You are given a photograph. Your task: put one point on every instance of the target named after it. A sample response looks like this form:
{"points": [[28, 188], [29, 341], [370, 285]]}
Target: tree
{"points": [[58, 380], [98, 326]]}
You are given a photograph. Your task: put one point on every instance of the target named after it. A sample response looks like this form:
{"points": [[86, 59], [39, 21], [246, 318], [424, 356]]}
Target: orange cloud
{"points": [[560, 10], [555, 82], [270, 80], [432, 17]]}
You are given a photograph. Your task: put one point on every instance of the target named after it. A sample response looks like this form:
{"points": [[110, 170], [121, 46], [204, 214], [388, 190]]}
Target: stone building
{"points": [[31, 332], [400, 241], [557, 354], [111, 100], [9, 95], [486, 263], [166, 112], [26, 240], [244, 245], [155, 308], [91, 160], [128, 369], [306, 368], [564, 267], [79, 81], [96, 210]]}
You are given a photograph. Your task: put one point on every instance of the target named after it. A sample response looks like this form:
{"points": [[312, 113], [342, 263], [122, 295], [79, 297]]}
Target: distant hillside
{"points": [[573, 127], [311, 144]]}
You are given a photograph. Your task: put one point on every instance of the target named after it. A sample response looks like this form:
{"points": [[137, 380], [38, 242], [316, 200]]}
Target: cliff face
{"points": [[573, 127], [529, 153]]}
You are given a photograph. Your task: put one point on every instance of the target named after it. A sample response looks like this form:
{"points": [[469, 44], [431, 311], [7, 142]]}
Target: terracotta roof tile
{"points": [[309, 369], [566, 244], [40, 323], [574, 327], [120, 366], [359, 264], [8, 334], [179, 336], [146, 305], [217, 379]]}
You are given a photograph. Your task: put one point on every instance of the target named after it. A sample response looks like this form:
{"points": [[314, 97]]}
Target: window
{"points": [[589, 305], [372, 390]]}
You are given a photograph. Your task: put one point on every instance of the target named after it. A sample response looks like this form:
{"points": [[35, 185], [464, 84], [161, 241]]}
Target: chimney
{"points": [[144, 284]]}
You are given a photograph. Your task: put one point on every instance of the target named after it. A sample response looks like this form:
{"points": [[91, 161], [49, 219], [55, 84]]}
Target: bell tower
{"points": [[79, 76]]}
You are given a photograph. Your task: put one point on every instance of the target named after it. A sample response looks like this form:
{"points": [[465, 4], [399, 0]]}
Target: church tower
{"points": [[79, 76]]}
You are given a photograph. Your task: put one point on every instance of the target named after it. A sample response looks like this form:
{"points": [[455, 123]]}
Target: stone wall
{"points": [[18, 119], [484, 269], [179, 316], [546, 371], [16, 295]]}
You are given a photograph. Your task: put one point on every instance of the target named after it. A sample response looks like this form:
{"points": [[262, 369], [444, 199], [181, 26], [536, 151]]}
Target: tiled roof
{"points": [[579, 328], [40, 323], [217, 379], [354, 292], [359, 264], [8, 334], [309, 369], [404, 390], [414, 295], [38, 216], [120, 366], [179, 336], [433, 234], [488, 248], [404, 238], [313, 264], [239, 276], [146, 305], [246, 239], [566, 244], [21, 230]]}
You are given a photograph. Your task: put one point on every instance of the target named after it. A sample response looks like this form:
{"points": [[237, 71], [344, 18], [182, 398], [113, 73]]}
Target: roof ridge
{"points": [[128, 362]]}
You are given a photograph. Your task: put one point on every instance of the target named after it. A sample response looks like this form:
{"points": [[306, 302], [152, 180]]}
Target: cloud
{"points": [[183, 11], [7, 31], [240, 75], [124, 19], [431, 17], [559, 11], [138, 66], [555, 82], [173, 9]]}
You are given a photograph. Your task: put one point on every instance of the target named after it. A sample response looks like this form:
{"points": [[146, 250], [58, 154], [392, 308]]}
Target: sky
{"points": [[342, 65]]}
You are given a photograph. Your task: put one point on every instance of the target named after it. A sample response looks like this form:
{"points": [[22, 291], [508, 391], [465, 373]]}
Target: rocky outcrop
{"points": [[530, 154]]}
───
#### EXERCISE PROMPT
Quote the listing in full, please, keeping every line exact.

#### SOLUTION TO THIS PROBLEM
You are given a photograph. Your task: put one point on every instance of the target named after it. A sample response looks like this form:
{"points": [[28, 188], [29, 341], [370, 285]]}
Target: tree
{"points": [[58, 380], [98, 326]]}
You are given a photograph. Your task: put one point on every instance of the target named after it. A sample response looks like this form:
{"points": [[86, 59], [39, 21], [246, 318], [424, 356]]}
Target: orange cloud
{"points": [[560, 10], [555, 82], [270, 80], [432, 17]]}
You are given a photograph. Your task: put one point on every instance of the target named after it. A sample response looks like this form:
{"points": [[110, 170], [121, 46], [204, 214], [388, 190]]}
Target: stone building
{"points": [[31, 332], [400, 241], [557, 354], [111, 100], [9, 95], [486, 263], [166, 112], [26, 240], [244, 245], [155, 308], [91, 160], [128, 369], [306, 368], [564, 267], [79, 81], [96, 210]]}
You are given a photograph. Your task: put one point on every instance of the target named after it. A sample response looks like this form:
{"points": [[312, 113], [342, 263], [122, 295], [79, 297]]}
Target: distant hillside
{"points": [[573, 127], [311, 144]]}
You are given a photograph. Your task: put one point on every instance of the target named after it. A sample response looks like this form:
{"points": [[137, 380], [38, 242], [316, 200]]}
Target: cliff face
{"points": [[573, 127], [529, 153]]}
You are given a photograph. Your task: put one point on every instance of the target named after it. A sample response looks like this form:
{"points": [[469, 44], [431, 311], [7, 142]]}
Target: terracotta roof tile
{"points": [[309, 369], [566, 244], [40, 323], [574, 327], [120, 366], [359, 264], [8, 334], [179, 336], [146, 305], [217, 379]]}
You are given a photograph. Your task: put one point on every instance of the target named after it. A sample response looks like this form:
{"points": [[314, 97]]}
Target: window
{"points": [[589, 305], [372, 390]]}
You are given a photograph. Your task: put one point on every instance of the target named after it. A sample response looks like this form:
{"points": [[35, 185], [464, 84], [161, 241]]}
Target: chimney
{"points": [[144, 284]]}
You are given a photograph. Your task: put one point on every instance of the target named after it. A sample response looks like this form:
{"points": [[91, 161], [49, 219], [55, 84]]}
Target: bell tower
{"points": [[79, 76]]}
You are given a photograph. Your task: put one point on every instance of the target named after it. A sample response looks like this form:
{"points": [[465, 4], [399, 0]]}
Target: church tower
{"points": [[79, 76]]}
You are given a photograph. Your task: put one point on every instance of the target named after it. A sample response looks like this form:
{"points": [[455, 123]]}
Target: stone wall
{"points": [[18, 119], [484, 269], [179, 316], [546, 371], [16, 295]]}
You are given a photograph. Your task: put one point on every instance of the target named after it. A sample response looks like this form:
{"points": [[262, 369], [444, 199], [181, 26], [536, 151]]}
Target: tiled roof
{"points": [[579, 328], [40, 323], [217, 379], [354, 292], [359, 264], [8, 334], [309, 369], [404, 390], [414, 295], [38, 216], [120, 366], [179, 336], [433, 234], [488, 248], [404, 238], [313, 264], [239, 276], [146, 305], [246, 239], [566, 244], [21, 230]]}
You are given a photograph. Your task: put one point on every instance of the target named after it. A sample response looks like this form:
{"points": [[237, 71], [344, 18], [182, 398], [113, 73]]}
Target: roof ridge
{"points": [[128, 362]]}
You are given a photograph. Your task: put one point on every instance of the target named after it. A sample response looks like this form:
{"points": [[306, 302], [152, 180]]}
Target: cloud
{"points": [[183, 11], [7, 31], [240, 75], [124, 19], [431, 17], [559, 11], [138, 66], [555, 82], [173, 9]]}
You are given a photograph. Your task: put one point on every instance of the target named after it. A sample response looks like this form:
{"points": [[146, 250], [58, 154], [392, 308]]}
Target: sky
{"points": [[342, 65]]}
You are given a photograph. Your task: put one point on every instance of the target named after it. A sample response looks like this form:
{"points": [[22, 291], [508, 391], [465, 373]]}
Target: rocky outcrop
{"points": [[530, 154]]}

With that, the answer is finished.